Count the lines below in which "mountain" appears, then give that number by itself.

==== EXCERPTED RECORDS ====

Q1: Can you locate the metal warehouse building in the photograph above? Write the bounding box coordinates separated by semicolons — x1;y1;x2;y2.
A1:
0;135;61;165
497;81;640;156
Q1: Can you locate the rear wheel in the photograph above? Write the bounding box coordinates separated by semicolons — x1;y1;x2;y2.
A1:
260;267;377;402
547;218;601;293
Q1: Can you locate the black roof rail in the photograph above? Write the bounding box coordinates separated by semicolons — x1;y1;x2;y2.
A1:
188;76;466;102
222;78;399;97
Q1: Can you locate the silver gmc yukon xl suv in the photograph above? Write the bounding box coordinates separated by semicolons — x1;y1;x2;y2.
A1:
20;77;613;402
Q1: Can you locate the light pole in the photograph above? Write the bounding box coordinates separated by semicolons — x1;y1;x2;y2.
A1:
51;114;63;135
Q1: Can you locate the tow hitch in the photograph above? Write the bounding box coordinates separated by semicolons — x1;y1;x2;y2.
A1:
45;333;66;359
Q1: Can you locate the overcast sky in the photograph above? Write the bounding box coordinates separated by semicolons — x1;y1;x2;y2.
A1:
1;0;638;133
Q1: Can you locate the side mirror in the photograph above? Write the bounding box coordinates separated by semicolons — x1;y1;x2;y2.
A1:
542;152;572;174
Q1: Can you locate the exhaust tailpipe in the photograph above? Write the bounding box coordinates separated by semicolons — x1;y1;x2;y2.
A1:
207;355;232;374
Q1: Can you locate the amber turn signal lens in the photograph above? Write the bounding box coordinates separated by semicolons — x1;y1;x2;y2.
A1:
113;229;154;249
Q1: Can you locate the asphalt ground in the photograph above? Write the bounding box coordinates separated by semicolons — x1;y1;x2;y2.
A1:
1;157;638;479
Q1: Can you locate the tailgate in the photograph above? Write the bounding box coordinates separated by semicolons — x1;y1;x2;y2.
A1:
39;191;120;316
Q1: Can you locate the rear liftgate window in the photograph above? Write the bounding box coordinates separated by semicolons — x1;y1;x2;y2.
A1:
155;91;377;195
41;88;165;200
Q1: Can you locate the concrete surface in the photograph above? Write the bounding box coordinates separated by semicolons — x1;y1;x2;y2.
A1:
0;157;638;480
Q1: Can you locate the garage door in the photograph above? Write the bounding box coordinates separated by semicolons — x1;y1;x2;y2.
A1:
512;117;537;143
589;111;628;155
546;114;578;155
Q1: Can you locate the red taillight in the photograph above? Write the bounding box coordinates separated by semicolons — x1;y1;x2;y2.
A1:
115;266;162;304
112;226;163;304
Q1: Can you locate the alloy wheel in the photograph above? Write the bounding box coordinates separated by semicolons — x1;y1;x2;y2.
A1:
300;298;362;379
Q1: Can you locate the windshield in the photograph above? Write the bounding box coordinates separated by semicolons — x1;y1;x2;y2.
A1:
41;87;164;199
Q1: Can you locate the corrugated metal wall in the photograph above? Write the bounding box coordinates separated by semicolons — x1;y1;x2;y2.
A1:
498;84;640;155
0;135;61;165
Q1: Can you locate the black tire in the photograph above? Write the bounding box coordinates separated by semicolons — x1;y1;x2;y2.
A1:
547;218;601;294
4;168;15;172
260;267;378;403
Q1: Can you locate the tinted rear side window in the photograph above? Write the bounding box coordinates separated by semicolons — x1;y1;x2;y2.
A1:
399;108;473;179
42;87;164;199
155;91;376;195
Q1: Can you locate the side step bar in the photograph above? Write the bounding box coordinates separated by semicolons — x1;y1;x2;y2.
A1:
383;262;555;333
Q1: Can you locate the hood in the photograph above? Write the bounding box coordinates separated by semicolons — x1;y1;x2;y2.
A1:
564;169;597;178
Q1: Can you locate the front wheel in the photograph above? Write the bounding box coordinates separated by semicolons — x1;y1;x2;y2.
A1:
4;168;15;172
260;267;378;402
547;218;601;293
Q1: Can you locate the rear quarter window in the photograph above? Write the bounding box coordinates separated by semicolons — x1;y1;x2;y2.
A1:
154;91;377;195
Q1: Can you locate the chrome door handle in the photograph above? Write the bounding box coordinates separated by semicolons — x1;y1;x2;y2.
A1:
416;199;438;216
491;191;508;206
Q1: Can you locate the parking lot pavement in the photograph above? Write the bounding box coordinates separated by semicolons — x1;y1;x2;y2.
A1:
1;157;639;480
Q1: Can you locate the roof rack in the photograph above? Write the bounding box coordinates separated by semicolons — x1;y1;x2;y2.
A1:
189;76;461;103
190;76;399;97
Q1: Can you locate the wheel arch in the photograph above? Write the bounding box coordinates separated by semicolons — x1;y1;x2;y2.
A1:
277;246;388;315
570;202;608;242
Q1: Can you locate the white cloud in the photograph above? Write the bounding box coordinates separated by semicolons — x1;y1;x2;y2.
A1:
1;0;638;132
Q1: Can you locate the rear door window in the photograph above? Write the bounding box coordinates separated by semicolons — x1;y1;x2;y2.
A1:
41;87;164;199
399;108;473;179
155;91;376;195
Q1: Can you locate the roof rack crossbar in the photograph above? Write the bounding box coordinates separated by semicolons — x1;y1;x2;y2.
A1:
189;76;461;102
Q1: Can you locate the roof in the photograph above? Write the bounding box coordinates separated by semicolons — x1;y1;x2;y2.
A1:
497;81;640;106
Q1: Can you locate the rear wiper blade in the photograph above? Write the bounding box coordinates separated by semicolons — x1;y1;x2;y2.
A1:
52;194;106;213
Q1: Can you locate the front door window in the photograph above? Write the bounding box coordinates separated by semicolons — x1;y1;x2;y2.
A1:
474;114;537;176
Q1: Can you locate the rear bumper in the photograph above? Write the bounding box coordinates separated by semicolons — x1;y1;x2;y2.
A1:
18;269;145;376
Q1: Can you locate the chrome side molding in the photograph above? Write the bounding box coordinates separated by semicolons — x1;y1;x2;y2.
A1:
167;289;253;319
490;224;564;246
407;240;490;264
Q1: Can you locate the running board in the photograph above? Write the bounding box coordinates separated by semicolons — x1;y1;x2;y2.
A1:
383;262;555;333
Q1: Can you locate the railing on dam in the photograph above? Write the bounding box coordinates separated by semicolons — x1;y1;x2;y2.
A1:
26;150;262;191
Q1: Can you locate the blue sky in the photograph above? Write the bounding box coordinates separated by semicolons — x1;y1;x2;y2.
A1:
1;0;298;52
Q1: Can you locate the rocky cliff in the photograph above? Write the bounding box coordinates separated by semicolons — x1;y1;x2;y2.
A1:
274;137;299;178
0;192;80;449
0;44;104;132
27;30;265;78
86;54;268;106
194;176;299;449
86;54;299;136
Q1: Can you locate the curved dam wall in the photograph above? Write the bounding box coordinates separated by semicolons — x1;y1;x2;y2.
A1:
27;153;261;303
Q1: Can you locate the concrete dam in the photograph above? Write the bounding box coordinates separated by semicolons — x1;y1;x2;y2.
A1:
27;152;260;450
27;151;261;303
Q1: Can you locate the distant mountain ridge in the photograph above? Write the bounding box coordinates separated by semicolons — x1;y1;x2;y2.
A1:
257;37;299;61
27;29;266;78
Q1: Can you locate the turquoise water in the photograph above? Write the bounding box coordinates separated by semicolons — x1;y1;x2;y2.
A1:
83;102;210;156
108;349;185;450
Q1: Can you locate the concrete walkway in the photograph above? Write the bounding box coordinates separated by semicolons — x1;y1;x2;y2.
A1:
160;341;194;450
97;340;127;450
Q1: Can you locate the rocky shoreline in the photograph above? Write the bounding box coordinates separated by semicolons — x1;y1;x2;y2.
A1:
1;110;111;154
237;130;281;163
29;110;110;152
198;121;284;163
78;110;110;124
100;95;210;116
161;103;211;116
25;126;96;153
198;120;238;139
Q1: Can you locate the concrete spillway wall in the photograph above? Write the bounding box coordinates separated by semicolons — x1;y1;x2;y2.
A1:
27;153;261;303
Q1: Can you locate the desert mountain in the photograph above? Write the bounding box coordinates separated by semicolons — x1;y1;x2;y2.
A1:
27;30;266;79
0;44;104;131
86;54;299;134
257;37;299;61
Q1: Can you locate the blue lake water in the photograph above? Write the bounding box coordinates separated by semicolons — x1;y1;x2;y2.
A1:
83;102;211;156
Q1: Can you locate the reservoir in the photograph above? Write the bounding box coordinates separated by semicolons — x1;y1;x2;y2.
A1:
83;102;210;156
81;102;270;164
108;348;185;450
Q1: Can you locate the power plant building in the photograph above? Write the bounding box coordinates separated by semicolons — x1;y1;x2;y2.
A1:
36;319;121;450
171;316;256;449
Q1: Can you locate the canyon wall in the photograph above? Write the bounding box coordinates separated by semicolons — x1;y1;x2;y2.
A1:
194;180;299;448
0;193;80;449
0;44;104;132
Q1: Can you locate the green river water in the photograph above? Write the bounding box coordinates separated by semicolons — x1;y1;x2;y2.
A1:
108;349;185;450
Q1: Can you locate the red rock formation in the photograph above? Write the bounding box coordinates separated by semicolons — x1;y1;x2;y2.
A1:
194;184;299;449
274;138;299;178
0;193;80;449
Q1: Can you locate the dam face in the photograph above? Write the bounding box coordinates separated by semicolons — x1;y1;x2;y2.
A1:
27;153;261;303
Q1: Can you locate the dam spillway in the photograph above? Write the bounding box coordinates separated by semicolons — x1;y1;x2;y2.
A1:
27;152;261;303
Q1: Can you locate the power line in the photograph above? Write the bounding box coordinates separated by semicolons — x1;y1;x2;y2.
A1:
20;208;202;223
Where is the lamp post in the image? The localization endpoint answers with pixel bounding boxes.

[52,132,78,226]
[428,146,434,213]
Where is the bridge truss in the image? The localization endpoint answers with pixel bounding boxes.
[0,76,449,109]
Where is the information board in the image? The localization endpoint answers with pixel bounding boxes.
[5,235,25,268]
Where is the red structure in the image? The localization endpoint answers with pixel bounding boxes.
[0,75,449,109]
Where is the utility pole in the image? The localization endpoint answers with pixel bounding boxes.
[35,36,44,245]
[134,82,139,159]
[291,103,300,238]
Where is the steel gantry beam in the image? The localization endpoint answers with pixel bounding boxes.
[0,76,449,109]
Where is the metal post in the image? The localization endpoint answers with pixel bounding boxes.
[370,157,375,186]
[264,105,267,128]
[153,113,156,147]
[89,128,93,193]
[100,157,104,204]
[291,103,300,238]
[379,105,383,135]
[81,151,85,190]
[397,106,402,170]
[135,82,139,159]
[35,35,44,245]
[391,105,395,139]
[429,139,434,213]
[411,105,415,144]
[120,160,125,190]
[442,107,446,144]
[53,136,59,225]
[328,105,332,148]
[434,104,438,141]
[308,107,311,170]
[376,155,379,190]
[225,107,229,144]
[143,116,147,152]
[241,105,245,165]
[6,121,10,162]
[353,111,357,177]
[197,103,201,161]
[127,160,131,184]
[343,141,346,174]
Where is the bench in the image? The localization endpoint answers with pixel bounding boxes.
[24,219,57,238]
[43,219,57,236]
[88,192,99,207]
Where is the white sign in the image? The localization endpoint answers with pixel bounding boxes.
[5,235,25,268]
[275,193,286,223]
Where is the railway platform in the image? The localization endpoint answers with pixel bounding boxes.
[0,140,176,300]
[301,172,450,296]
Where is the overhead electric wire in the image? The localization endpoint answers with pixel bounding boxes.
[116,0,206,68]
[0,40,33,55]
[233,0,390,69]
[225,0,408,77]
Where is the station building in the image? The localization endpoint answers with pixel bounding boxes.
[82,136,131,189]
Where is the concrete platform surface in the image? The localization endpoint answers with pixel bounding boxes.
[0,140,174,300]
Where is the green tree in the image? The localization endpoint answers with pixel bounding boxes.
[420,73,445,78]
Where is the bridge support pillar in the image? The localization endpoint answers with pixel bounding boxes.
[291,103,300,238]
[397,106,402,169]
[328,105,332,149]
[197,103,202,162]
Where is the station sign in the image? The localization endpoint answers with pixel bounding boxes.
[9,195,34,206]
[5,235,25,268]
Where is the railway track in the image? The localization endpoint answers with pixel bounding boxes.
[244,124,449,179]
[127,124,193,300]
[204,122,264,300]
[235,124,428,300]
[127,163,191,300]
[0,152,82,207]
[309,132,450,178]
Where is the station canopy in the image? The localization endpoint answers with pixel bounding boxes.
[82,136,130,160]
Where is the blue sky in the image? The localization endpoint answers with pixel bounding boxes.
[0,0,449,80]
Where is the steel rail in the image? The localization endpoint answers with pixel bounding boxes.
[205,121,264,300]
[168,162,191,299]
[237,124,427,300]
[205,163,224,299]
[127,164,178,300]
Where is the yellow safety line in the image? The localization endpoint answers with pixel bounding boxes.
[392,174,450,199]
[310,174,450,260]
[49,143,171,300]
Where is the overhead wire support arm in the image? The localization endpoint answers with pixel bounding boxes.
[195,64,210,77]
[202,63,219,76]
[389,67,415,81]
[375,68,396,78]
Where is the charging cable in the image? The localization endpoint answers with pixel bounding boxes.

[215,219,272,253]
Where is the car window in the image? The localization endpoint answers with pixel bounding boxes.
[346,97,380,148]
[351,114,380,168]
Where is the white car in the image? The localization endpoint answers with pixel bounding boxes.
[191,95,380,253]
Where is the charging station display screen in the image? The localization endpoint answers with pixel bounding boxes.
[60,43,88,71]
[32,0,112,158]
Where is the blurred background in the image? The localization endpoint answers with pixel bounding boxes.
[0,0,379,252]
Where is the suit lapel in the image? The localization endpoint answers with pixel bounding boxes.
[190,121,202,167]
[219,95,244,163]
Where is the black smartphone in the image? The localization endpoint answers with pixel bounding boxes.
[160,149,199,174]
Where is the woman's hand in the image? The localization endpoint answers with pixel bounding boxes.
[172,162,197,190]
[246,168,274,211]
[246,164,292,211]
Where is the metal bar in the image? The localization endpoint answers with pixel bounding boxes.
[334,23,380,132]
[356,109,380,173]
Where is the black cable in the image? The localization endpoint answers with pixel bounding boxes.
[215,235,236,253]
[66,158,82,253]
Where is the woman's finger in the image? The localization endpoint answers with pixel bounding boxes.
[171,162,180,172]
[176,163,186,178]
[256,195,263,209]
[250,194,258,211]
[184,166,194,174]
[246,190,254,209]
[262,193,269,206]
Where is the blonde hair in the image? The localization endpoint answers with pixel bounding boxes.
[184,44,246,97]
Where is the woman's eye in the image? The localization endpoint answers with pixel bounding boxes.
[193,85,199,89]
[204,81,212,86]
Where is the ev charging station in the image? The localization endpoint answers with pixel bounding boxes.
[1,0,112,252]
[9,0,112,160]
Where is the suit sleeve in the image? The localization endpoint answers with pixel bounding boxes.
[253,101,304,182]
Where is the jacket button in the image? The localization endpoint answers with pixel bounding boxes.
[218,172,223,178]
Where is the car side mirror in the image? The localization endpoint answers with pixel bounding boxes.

====

**ANSWER SPACE**
2